- [INPUT DATA]:
━━━

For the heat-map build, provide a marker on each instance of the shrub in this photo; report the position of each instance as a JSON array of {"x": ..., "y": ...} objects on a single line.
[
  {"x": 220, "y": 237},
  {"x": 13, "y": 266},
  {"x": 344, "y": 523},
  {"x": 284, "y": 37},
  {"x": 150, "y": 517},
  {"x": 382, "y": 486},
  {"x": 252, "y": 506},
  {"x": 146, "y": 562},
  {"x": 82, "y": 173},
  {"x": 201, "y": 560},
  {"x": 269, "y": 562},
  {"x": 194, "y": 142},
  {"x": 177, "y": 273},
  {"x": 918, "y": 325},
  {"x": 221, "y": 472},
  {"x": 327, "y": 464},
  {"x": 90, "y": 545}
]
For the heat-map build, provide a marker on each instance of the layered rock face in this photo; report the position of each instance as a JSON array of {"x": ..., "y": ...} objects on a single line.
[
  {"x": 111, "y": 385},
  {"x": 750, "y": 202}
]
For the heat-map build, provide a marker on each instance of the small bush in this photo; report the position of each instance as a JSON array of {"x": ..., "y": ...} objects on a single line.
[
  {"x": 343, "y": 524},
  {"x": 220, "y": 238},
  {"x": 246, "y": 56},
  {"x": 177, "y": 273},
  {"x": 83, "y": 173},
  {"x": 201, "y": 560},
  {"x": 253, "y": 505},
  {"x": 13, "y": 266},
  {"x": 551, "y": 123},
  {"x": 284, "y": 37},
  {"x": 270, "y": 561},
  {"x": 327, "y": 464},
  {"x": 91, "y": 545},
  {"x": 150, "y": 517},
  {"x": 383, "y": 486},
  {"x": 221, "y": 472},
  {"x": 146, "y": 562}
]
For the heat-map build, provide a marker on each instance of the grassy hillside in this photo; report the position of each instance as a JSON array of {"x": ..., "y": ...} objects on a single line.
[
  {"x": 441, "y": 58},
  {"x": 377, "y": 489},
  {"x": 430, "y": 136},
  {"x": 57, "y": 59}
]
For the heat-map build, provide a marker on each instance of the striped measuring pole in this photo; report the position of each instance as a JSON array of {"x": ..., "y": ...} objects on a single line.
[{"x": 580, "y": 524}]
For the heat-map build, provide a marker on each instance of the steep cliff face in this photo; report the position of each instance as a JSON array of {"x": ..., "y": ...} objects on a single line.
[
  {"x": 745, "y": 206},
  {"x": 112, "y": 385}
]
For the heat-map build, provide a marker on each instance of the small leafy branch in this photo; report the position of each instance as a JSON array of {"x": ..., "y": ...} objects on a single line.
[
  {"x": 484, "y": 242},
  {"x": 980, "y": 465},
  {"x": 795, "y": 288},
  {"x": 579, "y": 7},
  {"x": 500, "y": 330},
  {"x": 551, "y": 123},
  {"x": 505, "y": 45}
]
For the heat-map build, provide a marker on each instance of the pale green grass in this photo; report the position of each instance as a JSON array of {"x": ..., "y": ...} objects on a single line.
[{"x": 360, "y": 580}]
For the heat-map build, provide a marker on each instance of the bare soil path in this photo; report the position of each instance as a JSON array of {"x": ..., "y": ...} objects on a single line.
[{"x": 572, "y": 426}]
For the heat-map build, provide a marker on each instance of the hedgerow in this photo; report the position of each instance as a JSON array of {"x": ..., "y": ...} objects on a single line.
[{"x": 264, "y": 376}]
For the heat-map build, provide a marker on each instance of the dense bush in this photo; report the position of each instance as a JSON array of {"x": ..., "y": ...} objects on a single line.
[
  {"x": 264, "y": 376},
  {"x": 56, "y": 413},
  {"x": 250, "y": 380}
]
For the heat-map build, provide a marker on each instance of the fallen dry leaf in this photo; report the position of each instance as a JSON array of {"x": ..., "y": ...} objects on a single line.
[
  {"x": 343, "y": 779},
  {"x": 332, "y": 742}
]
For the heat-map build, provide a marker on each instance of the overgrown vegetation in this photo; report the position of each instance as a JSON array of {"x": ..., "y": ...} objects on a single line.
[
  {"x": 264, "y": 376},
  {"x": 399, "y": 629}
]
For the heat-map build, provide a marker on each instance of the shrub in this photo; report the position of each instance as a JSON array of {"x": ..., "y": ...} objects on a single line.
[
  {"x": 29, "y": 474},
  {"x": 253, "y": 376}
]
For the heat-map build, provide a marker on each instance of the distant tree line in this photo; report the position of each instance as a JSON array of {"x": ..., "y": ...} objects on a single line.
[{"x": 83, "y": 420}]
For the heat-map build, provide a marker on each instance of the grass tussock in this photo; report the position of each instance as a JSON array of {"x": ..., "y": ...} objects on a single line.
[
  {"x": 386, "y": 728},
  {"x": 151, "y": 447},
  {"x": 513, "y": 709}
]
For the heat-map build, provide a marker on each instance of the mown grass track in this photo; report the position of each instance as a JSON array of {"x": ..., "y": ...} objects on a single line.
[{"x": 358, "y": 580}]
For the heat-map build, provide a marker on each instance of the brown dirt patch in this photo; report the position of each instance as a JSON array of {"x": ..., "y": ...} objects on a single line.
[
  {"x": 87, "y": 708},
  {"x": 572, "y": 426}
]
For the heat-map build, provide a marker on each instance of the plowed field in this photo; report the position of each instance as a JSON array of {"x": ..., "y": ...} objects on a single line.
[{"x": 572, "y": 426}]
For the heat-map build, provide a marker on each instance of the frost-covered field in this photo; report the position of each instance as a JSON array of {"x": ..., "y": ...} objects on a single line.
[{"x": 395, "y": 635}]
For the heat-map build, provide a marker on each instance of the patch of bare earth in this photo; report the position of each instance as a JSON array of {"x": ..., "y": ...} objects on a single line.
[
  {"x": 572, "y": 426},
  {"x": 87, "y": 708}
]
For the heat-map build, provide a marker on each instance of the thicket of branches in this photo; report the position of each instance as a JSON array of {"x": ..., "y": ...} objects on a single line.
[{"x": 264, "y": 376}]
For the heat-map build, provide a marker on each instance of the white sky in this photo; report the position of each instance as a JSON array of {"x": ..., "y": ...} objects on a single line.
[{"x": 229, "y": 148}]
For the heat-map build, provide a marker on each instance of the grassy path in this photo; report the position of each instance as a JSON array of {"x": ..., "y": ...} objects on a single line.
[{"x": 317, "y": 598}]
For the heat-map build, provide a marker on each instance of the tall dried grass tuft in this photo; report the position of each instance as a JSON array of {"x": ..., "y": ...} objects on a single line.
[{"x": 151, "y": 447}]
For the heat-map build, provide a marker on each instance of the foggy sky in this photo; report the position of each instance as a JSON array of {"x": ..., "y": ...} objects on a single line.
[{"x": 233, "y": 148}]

━━━

- [STATED PROBLEM]: Extract every record and return it verbatim.

- [SOLUTION BELOW]:
For the heat-map build, provide a marker on each instance of the shrub in this photo; report the position of each instance as a JSON array of {"x": ..., "y": ...} objects on a single line.
[
  {"x": 220, "y": 237},
  {"x": 13, "y": 266},
  {"x": 344, "y": 523},
  {"x": 284, "y": 37},
  {"x": 150, "y": 517},
  {"x": 382, "y": 486},
  {"x": 252, "y": 506},
  {"x": 146, "y": 562},
  {"x": 82, "y": 173},
  {"x": 201, "y": 560},
  {"x": 269, "y": 562},
  {"x": 194, "y": 142},
  {"x": 177, "y": 273},
  {"x": 918, "y": 325},
  {"x": 221, "y": 472},
  {"x": 327, "y": 464},
  {"x": 90, "y": 545}
]
For the heat-map build, provide a marker on each instance of the layered rock face in this photo; report the position of each instance as a JSON array of {"x": ..., "y": ...} objects on a single line.
[
  {"x": 111, "y": 385},
  {"x": 750, "y": 202}
]
For the heat-map build, provide a marker on each instance of the small bush in this photo; report the position of each instance as a JSON array of {"x": ..., "y": ...} objects on a single line.
[
  {"x": 343, "y": 524},
  {"x": 220, "y": 238},
  {"x": 246, "y": 56},
  {"x": 177, "y": 273},
  {"x": 83, "y": 173},
  {"x": 201, "y": 560},
  {"x": 253, "y": 505},
  {"x": 13, "y": 266},
  {"x": 551, "y": 123},
  {"x": 284, "y": 37},
  {"x": 270, "y": 561},
  {"x": 327, "y": 464},
  {"x": 91, "y": 545},
  {"x": 150, "y": 517},
  {"x": 383, "y": 486},
  {"x": 221, "y": 472},
  {"x": 146, "y": 562}
]
For the heat-map build, provide a marker on each instance of the grassy hillside in this photo; report the position of each instance as a JSON array of {"x": ..., "y": ...} objects on a single line.
[
  {"x": 441, "y": 58},
  {"x": 377, "y": 489},
  {"x": 430, "y": 136},
  {"x": 57, "y": 59}
]
For the heat-map build, provide a marker on each instance of the striped measuring pole in this photo; report the position of each instance as a JSON array of {"x": ..., "y": ...} objects on a single line.
[{"x": 580, "y": 524}]
For the heat-map build, provide a marker on each instance of the steep cliff face in this photo; report the position of each instance as a JSON array of {"x": ..., "y": ...} objects on a single line.
[
  {"x": 745, "y": 206},
  {"x": 112, "y": 385}
]
For the heat-map build, provide a marker on each instance of the small leafy branch in this photo; report the position of each instance as a JSON array of {"x": ..., "y": ...} objects on a single line.
[
  {"x": 484, "y": 242},
  {"x": 980, "y": 465},
  {"x": 795, "y": 288},
  {"x": 579, "y": 7},
  {"x": 500, "y": 330},
  {"x": 551, "y": 123},
  {"x": 505, "y": 45}
]
For the heat-map build, provide a marker on each instance of the pale green grass in this photo; report the position of each instance as a JSON array of {"x": ..., "y": ...} objects on a single line.
[{"x": 360, "y": 580}]
For the heat-map build, provide a marker on each instance of the bare soil path in this photo; report the position of each instance as a JSON array of {"x": ..., "y": ...} objects on a single line.
[{"x": 572, "y": 426}]
For the heat-map build, provide a marker on each instance of the hedgerow in this photo; report the position of each instance as a JSON array of {"x": ..., "y": ...} objects on a single line.
[{"x": 264, "y": 376}]
For the heat-map build, provide a marker on each instance of the dense bush in this photo; report the position of each instance as a JSON array of {"x": ..., "y": ...} objects on a single line.
[
  {"x": 264, "y": 376},
  {"x": 56, "y": 413},
  {"x": 250, "y": 380}
]
For the heat-map build, provide a marker on each instance of the fallen dry leaf in this photo; report the position of each instance as a JSON array of {"x": ..., "y": ...} objects on a single line.
[
  {"x": 343, "y": 779},
  {"x": 332, "y": 742}
]
For the heat-map build, provide a marker on each instance of the overgrown vegetation in this photo; report the position of each instance as a JSON array of {"x": ..., "y": ...} objects on a single line.
[
  {"x": 264, "y": 376},
  {"x": 399, "y": 629}
]
For the heat-map build, provide a marker on each instance of the shrub in this photo; report the position of each instance as a JSON array of {"x": ..., "y": ...} objects on a single line.
[
  {"x": 29, "y": 474},
  {"x": 253, "y": 376}
]
For the heat-map build, provide a marker on each instance of the distant tree line in this photo; report the position of each instance as a JSON array of {"x": ..., "y": ...} objects on a single line.
[{"x": 83, "y": 420}]
For the heat-map build, provide a marker on each instance of the grass tussock in this photo; report the position of each instance as a JSON array of {"x": ..., "y": ...} objects on a single line.
[
  {"x": 386, "y": 728},
  {"x": 151, "y": 447},
  {"x": 513, "y": 709}
]
For the heat-map build, provide a marker on each instance of the mown grass track in this photo; report the position of each instance as a JSON array of {"x": ..., "y": ...} objects on a single line.
[{"x": 358, "y": 580}]
For the heat-map build, provide a marker on each instance of the brown dirt patch in this photo; report the position of each instance as a JSON array of {"x": ..., "y": ...} objects on a single line.
[
  {"x": 87, "y": 708},
  {"x": 572, "y": 426}
]
For the heat-map build, provide a marker on each instance of the plowed field in this photo; report the position of each instance as a JSON array of {"x": ..., "y": ...} objects on a single line.
[{"x": 572, "y": 426}]
For the heat-map build, provide a marker on each instance of the frost-covered field in this photo; report the position of each instance as a JSON array of {"x": ..., "y": ...} objects on a single line.
[{"x": 395, "y": 635}]
For the heat-map build, provide a marker on each instance of the patch of bare earth in this photo; report the position of each instance as a JSON array of {"x": ..., "y": ...} objects on a single line.
[
  {"x": 572, "y": 426},
  {"x": 87, "y": 708}
]
For the heat-map build, provide a marker on each instance of the thicket of branches in this photo; report the position of each instance as a JSON array of {"x": ..., "y": ...} objects on a single line.
[{"x": 264, "y": 376}]
For the heat-map build, provide a marker on each instance of the white sky in this photo; report the position of each instance as a JSON array of {"x": ..., "y": ...} objects on a single line.
[{"x": 229, "y": 148}]
For the heat-map build, provide a marker on each instance of the grassy path in this photo; report the position of each instance as a JSON array of {"x": ..., "y": ...} objects on a single line.
[{"x": 317, "y": 598}]
For the heat-map build, provide a marker on each instance of the tall dried grass tuft in this photo; report the position of each instance as a JSON array of {"x": ..., "y": ...} objects on a single line.
[{"x": 151, "y": 447}]
For the heat-map build, provide a marker on each instance of the foggy sky in this photo; report the position of each instance as a JSON array of {"x": ..., "y": ...} objects on a single line.
[{"x": 233, "y": 148}]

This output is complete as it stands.